# TASK PROMPT
Can you copy the data below word for word, leaving out the picture?

◆ ◆ ◆ ◆

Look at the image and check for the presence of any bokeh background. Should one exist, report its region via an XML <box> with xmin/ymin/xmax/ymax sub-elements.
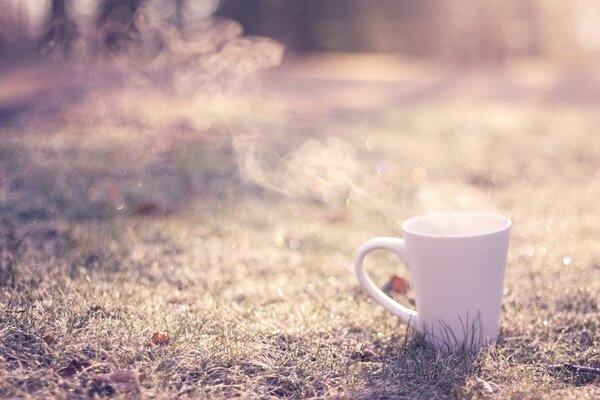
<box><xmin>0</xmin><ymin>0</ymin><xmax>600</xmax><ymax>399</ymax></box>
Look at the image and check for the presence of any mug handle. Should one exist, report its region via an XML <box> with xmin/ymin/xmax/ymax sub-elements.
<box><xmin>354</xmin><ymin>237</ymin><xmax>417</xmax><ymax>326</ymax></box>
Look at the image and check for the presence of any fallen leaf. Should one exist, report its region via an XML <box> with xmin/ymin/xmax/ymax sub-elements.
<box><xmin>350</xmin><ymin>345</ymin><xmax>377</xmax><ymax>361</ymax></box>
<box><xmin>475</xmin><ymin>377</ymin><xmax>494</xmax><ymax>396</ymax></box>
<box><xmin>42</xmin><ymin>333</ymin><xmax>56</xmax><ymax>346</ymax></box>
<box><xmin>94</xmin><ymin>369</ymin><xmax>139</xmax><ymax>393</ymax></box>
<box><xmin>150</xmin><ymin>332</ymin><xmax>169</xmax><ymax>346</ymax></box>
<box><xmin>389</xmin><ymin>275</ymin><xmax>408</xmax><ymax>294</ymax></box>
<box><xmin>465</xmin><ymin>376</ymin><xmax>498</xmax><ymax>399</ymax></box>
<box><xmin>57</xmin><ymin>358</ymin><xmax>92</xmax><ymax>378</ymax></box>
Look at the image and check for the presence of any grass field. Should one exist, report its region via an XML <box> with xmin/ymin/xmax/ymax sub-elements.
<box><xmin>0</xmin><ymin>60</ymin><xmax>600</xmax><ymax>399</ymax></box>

◆ ◆ ◆ ◆

# FINISHED EXERCISE
Look at the image and check for the presence of any bokeh background. Should one exist, report its region via an XML <box> with xmin/ymin/xmax/ymax sub-elements.
<box><xmin>0</xmin><ymin>0</ymin><xmax>600</xmax><ymax>399</ymax></box>
Look at the image and check for the presence of any mug handle. Should one exist, report its region via an XML <box> with xmin/ymin/xmax/ymax sub-elements.
<box><xmin>354</xmin><ymin>237</ymin><xmax>417</xmax><ymax>326</ymax></box>
Look at the image and check for the presence of any fallen leaf. Should one exist, report its region via an XML <box> with xmin/ymin/xmax/ymax sub-elements.
<box><xmin>350</xmin><ymin>345</ymin><xmax>377</xmax><ymax>361</ymax></box>
<box><xmin>475</xmin><ymin>377</ymin><xmax>494</xmax><ymax>396</ymax></box>
<box><xmin>42</xmin><ymin>333</ymin><xmax>56</xmax><ymax>346</ymax></box>
<box><xmin>94</xmin><ymin>369</ymin><xmax>139</xmax><ymax>393</ymax></box>
<box><xmin>150</xmin><ymin>332</ymin><xmax>169</xmax><ymax>346</ymax></box>
<box><xmin>389</xmin><ymin>275</ymin><xmax>408</xmax><ymax>294</ymax></box>
<box><xmin>465</xmin><ymin>376</ymin><xmax>498</xmax><ymax>399</ymax></box>
<box><xmin>57</xmin><ymin>358</ymin><xmax>92</xmax><ymax>378</ymax></box>
Look at the image and check for the presence of any grass field. Should one exist, report its region via an XML <box> with xmin/ymin/xmax/ymax sub-elements.
<box><xmin>0</xmin><ymin>60</ymin><xmax>600</xmax><ymax>399</ymax></box>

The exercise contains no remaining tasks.